• Provided information
┌──
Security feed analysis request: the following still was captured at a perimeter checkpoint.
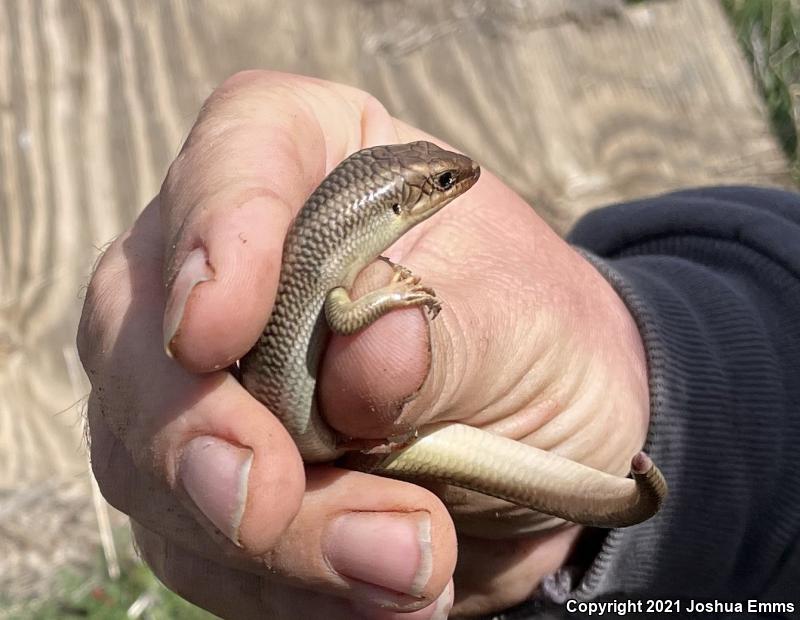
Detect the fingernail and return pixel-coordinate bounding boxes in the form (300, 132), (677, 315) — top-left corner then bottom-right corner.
└──
┌──
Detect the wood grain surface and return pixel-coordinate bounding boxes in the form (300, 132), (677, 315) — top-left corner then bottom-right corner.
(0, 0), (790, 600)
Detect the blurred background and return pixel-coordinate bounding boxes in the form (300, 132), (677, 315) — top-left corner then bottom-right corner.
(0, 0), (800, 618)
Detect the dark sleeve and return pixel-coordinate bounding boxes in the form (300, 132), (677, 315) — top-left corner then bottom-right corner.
└──
┌──
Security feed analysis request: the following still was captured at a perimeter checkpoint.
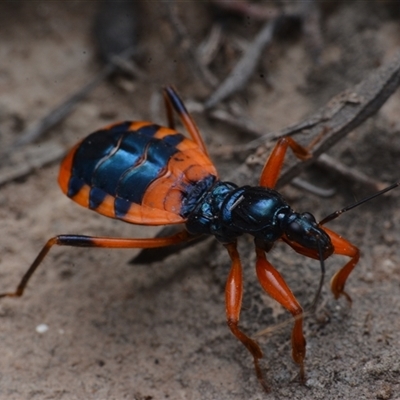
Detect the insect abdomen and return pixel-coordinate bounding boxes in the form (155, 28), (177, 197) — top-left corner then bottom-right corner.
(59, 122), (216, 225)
└──
• Written exercise
Reproduce only the lines from the one containing "Detect the blurred" up to and including the one containing "Detect the dark", changing "top-left" to "upper-left" wherever it occurs and leaving everything else as it is.

• Task result
Detect the blurred background and return pixel-coordinate bounding boxes in the form (300, 132), (677, 315) — upper-left corner then bottom-right corner.
(0, 0), (800, 618)
Detect the dark sleeve and return pixel-coordinate bounding boxes in the form (300, 132), (677, 315) — upper-left corner then bottom-right corner.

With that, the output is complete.